### [Text section]
________

Monthly Archives: April 2012

Imaginary Girlfriend in the Grocery Store

There are a lot of times I don’t mind being single. In fact, there are long weeks where it is probably for the best.

I don’t mind doing things like going to the movie theater alone. I kick my feet up, and if anyone gives me a look, I flash a polite smile. Then I watch the movie.

I can go out to dinner alone. If anyone approaches with “excuse me, are you using this chair?” I’m like “no, buddy, go ahead and take it. Take all three of the chairs if you want to.”

Can I get drinks alone? Um, are you pulling my leg, Mahoney?  I’m a writer, it was part of the curriculum.

There are other times it is more of a coin toss. Nights, yeah, that can be lonely. There’s no better feeling for me than a woman curled up next me with her head on my chest, sleeping peacefully, hair spilling over me. Other nights I’m up so late or fall into such fevered nightmares that  it’s probably best I not inconvenience the lady.

I’ve had moments where I’m the third or fifth or even seventh or (God help us all!) ninth wheel. I’ve hissed out through gritted teeth “my don’t all you couples look marvelous.” But like I said, those come and go. It depends on my mood or maybe how much vitamin C is in my system.

But there is one place where there is no refuge for my lonely heart, and that is the grocery store. 18 aisles of long loneliness. It doesn’t matter if it is busy or not or what time of day or what day of week—crushing loneliness again and again and again.

How can a single man find the strength to turn on  7, the cereal aisle, and travel down it while a Muzak version of “Hooked on a Feeling” floats softly from the loudspeakers?

________

### [Tasks to carry out]
- A) In the grocery-store blog post, how many aisles does the writer say the store has?
- B) Continue the grocery-store blog post from its final sentence, keeping the same first-person voice.

### [Dataset extract]
________

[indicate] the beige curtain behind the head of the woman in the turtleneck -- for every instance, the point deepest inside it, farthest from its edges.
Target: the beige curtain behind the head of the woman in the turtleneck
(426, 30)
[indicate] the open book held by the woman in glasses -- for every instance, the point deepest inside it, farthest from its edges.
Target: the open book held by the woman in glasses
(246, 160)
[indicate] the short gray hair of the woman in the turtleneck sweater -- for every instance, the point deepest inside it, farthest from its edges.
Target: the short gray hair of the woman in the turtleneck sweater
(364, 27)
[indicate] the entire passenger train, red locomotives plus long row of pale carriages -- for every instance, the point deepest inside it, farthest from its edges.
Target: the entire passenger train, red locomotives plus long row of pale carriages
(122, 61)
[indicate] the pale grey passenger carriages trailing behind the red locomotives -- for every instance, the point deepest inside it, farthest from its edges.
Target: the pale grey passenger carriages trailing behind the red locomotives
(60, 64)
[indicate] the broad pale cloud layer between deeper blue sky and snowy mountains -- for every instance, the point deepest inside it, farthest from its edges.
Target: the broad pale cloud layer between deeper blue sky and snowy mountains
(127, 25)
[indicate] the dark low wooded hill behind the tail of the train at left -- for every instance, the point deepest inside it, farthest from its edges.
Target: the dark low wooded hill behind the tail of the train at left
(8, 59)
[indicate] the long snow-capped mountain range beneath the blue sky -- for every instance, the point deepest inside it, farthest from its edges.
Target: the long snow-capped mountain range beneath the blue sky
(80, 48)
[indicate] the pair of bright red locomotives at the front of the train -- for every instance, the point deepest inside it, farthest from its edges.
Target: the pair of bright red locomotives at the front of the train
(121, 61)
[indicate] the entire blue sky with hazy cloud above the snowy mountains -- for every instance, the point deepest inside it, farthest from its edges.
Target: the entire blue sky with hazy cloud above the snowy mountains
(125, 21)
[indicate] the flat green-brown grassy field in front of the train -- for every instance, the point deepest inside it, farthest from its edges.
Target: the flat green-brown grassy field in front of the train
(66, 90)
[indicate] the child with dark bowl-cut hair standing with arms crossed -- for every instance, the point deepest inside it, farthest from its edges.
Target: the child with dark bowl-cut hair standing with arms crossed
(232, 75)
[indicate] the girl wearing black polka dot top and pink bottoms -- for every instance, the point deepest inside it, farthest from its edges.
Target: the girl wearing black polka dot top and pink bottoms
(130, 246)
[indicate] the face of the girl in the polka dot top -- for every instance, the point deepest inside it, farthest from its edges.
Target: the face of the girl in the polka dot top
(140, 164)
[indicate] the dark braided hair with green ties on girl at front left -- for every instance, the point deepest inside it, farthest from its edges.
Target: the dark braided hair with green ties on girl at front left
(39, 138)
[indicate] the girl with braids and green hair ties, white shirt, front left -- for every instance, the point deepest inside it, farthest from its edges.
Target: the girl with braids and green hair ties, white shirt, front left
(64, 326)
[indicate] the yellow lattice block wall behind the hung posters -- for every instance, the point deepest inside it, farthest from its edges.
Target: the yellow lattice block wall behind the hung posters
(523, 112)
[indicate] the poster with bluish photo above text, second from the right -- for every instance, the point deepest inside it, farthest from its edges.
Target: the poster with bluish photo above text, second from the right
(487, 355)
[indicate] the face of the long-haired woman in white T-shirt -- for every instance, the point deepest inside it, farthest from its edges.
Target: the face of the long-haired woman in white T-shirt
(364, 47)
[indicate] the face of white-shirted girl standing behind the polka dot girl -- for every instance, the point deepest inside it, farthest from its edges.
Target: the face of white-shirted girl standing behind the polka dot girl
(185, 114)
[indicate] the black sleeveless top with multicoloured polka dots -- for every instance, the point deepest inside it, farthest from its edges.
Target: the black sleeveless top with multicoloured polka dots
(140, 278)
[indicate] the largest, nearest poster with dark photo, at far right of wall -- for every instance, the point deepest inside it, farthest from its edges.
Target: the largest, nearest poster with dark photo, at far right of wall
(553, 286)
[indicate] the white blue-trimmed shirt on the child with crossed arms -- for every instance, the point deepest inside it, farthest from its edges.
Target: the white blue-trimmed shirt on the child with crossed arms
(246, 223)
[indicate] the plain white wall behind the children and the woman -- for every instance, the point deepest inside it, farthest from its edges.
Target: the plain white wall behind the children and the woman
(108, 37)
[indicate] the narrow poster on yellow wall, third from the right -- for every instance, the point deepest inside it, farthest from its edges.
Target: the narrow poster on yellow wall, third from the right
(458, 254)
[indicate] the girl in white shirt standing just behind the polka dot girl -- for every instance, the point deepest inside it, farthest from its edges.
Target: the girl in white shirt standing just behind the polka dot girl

________

### [Answers per task]
- A) 18 aisles.

- B)
Captain Crunch, Shredded Wheat, Simple Living, Life, Oatmeal Squares, Pops, Raisin Bran, Froot Loops, Honey Smacks, Corn Flakes, Toasted Rice, Special K, Smorz, Rice Crispies, Apple Jacks, Crunchy Nut, Frosted Flakes, Mini- Wheats, All-Bran, Fiber Plus, Cracklin’ Oat Bran, Cheerios, Cinnamon Toast Crunch, Raisin Nut Bran, Oatmeal Crisp, Lucky Charms, Cocoa Puffs, Total, Wheaties, Trix, Chex, Kix, Golden Grahams, Cookie Crisp, Golden Crisp, Honey Combs, Oats and More, Honey Bunches of Oats, Fruity Pebbles, Cocoa Pebbles, Grape Nuts, Nutty Nuggets, Go Lean, Weetabix, and a whole many more organics, granolas, generics, and oatmeals.

It is too overwhelming without a strong woman by my side, so  I decide I’ll eat toast instead.

 

In the frozen food section I notice a special deal—4 Tombstone pizzas for eleven dollars.

“This is a good deal,” I think. There is no one to ask. “Wait a minute…is it a good deal? Or is it a pyramid scheme?”

I thought you said you weren’t eating pizza anymore, anyway. You know, because of your diet?

Ah! Ah ha ha ha ha! There we go! The hallucination of my imaginary girlfriend, manifesting near the frozen pizza section.

Right you are, my dear,” I think.  I can communicate with my imaginary girlfriend telepathically. I try to concentrate and imagine what she looks like…tall, maybe. No, maybe she’s short. No, tallish. Glasses, perhaps. I don’t know. Tattoos yeah, real bad ass.  Real bright smile. Real big laugh. Big ol’ booty.

Now I’m wandering along under the flourescent lights, imagining I’m telling her about work last night, how we made Bananas Foster and then we all got try it, how I should try to making it at home. Hey, I could even make it tonight! We just need to get bananas, ice cream, rum, brown sugar, and cinnamon.

My imaginary girlfriend is way into it. She’s way into me, in general. We pass a fat mom in sweatpants pushing a shopping cart full of screaming kids. We look at each other and roll our eyes and smile.

As I walk down the aisles, I wonder what types of things she likes to eat. Jell-O? Jellybeans? Which is her favorite can of soup? Olives? Turnips? Maybe she’s a vegetarian? Cauliflower? Carrots? Carrots, yeah, I hope so. I’m trying to grow some this summer. Pickles? Yuuuuuuuuuck, dude. That’s the only thing I won’t eat.

After a talk on how to do up some potatoes (she’s saying mashed, I say baked) I find myself at the check out, 15 items or less. The National Enquirer says that Jennifer Aniston has collapsed. “She never believed Brad would marry Angelina,” it says. I turn to try to say something witty about this, but I look into my shopping basket and the illusion is shattered.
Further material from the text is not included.